What is expected — Return the items below exactly as they appear, from the line with "Exercise. For every instance of the mud on" to the line with "[(101, 250), (674, 224)]", both included.

Information supplied —
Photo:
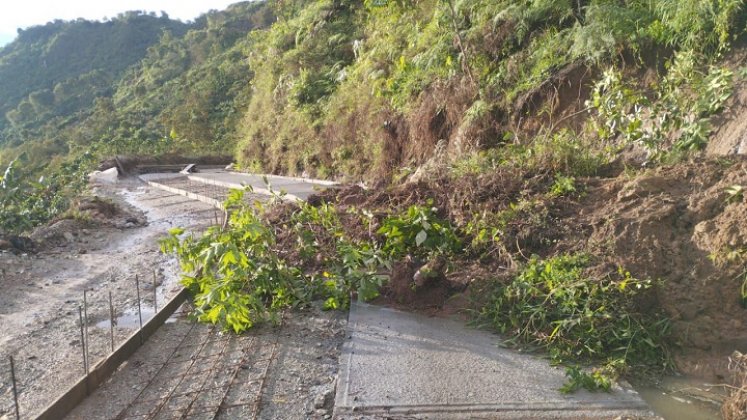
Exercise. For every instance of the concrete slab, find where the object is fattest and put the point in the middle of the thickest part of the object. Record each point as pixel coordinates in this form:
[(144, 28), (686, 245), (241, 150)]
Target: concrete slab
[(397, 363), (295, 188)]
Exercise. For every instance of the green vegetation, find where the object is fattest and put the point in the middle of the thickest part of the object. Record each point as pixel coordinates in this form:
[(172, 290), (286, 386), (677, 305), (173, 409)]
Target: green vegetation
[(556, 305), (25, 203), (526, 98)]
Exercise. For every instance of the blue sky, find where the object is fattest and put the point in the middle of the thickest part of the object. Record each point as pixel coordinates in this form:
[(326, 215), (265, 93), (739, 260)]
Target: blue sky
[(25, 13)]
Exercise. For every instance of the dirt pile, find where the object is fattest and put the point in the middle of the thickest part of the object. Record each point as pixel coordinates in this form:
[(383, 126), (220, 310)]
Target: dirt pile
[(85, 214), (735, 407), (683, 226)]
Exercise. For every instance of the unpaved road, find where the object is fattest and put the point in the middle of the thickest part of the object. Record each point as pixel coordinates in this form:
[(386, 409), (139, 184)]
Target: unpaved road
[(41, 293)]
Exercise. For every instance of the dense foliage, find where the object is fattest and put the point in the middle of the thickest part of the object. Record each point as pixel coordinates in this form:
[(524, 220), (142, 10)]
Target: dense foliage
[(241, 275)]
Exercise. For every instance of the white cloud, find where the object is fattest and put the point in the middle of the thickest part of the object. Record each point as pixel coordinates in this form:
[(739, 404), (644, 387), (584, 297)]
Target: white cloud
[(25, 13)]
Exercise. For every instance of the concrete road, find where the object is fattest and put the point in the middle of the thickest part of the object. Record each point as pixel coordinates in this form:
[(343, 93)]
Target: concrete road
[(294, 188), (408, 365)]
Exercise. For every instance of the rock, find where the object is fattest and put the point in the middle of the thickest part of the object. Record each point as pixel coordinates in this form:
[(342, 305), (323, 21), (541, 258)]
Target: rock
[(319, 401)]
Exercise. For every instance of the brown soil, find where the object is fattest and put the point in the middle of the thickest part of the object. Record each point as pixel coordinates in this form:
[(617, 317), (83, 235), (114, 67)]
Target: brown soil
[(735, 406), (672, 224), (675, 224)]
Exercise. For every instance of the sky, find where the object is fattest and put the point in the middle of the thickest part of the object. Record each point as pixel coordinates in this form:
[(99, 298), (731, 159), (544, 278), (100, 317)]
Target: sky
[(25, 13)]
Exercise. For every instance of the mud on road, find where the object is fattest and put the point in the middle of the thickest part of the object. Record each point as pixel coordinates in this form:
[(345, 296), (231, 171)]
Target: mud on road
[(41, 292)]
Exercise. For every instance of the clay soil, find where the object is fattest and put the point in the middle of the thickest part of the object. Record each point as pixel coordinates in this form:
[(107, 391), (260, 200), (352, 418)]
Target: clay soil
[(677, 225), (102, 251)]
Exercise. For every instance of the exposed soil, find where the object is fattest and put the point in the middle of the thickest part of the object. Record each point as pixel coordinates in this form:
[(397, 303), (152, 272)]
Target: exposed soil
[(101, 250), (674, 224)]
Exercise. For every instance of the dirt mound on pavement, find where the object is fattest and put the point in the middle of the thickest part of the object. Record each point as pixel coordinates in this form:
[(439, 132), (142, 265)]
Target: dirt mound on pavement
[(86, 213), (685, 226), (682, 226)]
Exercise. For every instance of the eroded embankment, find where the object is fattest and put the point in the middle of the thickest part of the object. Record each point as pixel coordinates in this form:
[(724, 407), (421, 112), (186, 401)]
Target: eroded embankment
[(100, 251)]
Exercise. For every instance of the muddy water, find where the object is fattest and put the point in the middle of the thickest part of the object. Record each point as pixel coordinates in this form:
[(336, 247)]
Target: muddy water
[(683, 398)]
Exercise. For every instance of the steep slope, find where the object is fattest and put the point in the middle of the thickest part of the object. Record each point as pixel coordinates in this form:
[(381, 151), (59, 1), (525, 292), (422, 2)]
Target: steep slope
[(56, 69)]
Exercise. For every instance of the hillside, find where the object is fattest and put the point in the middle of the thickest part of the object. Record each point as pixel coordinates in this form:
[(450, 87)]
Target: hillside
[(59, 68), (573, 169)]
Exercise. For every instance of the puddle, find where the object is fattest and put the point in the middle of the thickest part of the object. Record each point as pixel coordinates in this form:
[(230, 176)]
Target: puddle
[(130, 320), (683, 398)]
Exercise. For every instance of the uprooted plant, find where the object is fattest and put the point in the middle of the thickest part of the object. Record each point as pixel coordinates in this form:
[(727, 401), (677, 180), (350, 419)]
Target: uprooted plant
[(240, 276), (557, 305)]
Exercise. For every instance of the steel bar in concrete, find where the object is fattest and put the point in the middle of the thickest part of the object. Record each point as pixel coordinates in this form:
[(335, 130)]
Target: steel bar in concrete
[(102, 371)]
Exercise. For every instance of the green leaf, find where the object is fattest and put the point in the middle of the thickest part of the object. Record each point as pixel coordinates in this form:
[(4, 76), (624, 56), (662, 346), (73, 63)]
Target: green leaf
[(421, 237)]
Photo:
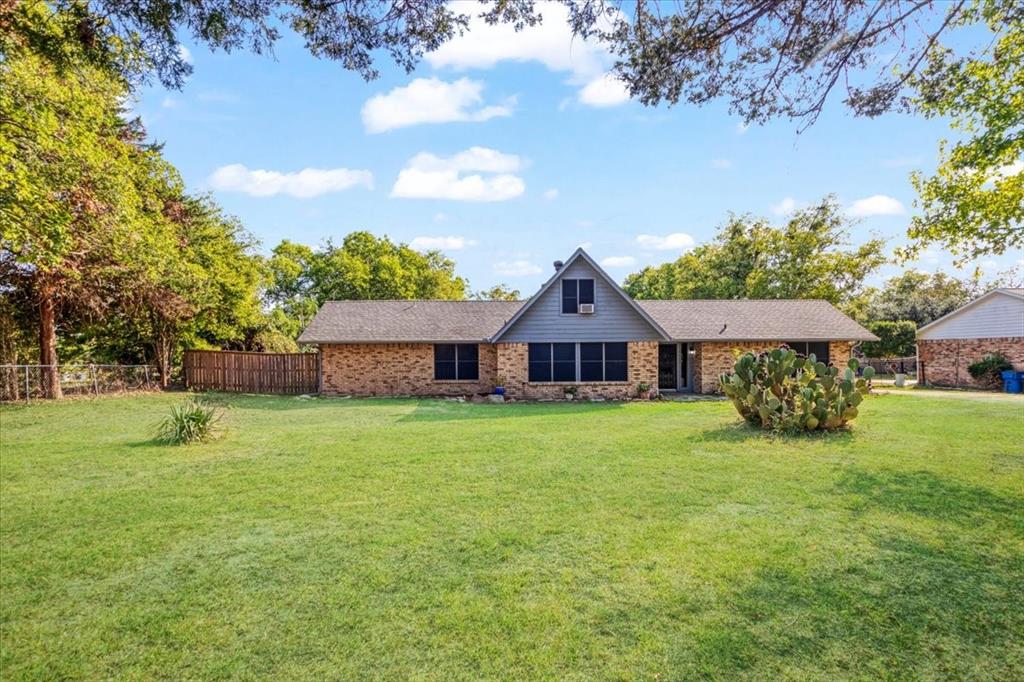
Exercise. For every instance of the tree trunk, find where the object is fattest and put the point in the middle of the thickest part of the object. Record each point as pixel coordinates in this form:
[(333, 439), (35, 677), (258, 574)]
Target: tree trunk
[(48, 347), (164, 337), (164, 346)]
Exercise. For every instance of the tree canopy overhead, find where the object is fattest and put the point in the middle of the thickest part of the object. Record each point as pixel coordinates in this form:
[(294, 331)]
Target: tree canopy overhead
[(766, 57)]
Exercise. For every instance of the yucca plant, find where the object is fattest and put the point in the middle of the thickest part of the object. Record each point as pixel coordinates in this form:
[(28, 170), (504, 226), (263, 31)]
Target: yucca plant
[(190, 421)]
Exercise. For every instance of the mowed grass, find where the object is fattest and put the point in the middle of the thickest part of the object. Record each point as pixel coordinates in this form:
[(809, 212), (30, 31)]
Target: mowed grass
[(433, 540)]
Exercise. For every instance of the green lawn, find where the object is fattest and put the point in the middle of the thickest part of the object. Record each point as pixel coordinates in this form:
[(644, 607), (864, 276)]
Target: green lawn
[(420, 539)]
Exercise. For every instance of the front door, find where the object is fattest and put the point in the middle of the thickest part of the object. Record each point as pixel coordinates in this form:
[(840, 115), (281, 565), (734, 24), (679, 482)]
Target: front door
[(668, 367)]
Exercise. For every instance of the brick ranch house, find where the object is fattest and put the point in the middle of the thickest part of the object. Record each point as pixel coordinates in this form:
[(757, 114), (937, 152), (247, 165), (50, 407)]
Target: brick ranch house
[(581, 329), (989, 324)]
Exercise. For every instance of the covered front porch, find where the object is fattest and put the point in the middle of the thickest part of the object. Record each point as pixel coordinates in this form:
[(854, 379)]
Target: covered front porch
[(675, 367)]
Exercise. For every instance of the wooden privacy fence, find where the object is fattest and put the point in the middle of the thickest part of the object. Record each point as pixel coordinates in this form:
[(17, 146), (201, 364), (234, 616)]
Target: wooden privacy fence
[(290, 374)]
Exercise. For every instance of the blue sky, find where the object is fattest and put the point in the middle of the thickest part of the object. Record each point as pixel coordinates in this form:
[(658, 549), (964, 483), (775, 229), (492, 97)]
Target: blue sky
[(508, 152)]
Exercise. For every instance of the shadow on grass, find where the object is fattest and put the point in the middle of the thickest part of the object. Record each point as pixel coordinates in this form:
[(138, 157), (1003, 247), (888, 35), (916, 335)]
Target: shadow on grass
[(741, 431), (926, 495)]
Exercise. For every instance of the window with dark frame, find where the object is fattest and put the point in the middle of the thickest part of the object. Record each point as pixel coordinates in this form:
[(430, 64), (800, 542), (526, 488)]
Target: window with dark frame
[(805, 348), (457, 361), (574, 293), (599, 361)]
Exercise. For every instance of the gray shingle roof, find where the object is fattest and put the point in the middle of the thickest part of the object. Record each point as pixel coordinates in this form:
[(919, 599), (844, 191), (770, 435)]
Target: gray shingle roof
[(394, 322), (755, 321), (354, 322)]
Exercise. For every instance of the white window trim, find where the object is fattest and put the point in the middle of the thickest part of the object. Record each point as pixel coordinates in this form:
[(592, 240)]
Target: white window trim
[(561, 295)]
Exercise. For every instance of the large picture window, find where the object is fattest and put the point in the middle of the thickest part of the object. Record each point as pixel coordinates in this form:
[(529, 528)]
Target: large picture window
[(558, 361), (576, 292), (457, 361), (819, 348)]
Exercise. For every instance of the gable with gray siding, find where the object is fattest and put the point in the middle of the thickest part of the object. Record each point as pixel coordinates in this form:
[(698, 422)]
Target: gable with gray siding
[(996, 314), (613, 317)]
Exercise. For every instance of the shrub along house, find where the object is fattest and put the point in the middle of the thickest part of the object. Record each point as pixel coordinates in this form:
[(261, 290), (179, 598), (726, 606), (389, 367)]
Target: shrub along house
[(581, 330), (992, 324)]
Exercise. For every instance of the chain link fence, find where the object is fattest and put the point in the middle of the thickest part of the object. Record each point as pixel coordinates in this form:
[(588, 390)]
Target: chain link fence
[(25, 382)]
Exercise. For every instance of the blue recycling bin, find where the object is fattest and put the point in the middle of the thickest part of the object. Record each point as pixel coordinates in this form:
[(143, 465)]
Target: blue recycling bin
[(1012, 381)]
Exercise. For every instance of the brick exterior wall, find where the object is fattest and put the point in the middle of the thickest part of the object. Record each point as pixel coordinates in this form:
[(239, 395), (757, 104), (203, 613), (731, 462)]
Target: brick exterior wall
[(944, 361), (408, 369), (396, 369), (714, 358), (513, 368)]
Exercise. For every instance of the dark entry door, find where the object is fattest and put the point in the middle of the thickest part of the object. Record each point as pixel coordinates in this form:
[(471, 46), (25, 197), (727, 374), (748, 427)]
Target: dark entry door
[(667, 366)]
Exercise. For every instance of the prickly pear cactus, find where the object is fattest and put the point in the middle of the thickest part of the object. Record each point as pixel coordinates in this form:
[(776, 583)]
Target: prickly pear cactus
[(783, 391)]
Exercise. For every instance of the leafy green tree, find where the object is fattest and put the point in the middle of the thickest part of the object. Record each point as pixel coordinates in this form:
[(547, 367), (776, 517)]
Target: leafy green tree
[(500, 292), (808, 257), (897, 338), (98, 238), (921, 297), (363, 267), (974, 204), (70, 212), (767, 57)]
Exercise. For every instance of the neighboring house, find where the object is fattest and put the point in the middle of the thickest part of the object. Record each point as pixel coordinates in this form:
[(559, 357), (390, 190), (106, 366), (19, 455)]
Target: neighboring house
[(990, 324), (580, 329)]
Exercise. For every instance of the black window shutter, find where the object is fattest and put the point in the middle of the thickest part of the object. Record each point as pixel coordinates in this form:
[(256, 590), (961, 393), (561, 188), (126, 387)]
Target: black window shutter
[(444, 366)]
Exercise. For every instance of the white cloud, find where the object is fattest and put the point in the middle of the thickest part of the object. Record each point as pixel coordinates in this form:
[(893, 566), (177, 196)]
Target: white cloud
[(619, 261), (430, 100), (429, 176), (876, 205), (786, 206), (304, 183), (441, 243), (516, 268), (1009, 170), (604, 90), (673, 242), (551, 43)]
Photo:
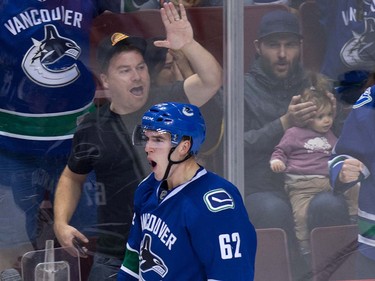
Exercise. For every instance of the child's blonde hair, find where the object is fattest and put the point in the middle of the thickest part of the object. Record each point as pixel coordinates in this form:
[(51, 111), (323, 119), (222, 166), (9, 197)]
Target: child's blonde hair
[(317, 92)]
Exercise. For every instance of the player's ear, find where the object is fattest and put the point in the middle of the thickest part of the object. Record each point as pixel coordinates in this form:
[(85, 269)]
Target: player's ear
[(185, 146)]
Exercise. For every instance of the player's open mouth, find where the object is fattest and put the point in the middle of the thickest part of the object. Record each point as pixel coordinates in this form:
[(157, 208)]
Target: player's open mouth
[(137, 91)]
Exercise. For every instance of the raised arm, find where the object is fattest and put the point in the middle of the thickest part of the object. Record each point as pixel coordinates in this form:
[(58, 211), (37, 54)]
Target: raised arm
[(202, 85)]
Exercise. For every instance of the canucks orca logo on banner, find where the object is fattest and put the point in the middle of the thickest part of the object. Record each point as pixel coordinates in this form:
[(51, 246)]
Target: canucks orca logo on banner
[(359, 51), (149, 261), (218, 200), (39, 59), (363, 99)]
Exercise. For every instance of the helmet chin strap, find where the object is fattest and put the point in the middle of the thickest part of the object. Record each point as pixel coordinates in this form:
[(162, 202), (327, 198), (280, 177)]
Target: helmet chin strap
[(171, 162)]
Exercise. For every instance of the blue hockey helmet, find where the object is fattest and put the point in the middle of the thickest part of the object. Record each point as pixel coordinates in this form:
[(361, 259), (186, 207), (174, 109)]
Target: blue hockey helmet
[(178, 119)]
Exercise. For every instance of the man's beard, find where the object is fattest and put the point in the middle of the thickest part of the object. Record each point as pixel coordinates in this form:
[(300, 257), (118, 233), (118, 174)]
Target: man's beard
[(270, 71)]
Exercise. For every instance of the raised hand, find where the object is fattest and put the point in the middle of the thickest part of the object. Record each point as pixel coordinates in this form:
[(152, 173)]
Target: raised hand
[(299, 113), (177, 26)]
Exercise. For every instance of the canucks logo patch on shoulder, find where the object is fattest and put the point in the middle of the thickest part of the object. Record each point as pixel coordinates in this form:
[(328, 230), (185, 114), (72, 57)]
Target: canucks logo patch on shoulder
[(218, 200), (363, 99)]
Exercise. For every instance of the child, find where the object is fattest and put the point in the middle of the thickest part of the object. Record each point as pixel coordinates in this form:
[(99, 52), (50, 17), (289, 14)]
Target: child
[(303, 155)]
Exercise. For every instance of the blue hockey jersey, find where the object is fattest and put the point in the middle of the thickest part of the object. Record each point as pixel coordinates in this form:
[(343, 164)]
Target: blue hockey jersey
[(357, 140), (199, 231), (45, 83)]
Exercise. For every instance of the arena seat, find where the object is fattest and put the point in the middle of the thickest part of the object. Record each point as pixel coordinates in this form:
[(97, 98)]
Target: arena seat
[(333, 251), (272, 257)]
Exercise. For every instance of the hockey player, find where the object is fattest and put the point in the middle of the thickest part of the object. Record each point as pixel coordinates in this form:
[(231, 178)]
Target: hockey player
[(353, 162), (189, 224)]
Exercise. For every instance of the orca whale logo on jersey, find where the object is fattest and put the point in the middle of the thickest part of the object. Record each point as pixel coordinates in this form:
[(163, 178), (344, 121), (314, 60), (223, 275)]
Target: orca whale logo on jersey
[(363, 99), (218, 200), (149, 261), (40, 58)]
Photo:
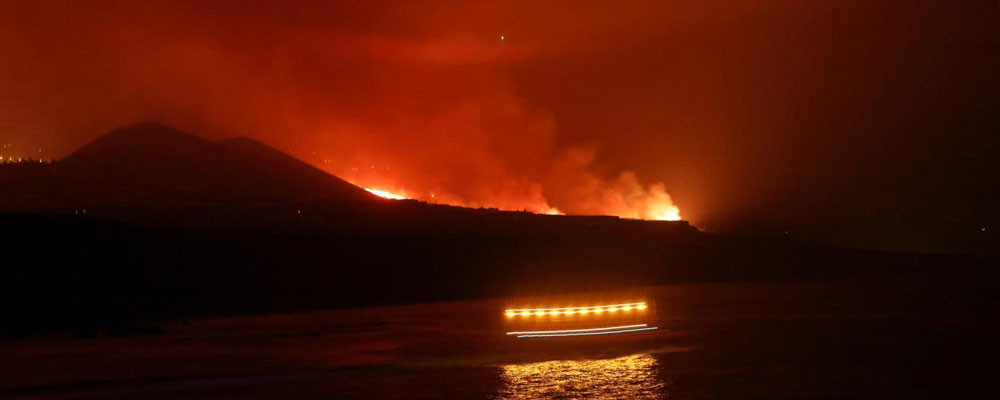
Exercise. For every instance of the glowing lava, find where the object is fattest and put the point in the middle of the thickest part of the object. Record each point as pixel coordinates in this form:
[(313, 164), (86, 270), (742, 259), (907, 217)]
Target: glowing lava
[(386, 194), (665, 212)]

Correct response —
Exercise. For every instance of the mud on road, find where the object is fattest and put the point in the middle of the thickest part of the object. Record each point as pixel coordinates in this form:
[(345, 296), (231, 171)]
Target: mud on road
[(41, 292)]
Exercise. For every instance of the clay soil, find where the object is fattest and put the point in the middle of the thickest part of the object. Record each point as pixel coordinates in this form:
[(107, 391), (260, 200), (352, 418)]
Target: clay soil
[(677, 225), (102, 251)]
Exercise. For every instance of the exposed soil, find where the object is fattest and put the point in the middle of the thickest part of the object. Record each point as pixel coordinates in this form:
[(397, 303), (152, 272)]
Target: exposed soil
[(101, 250), (674, 224)]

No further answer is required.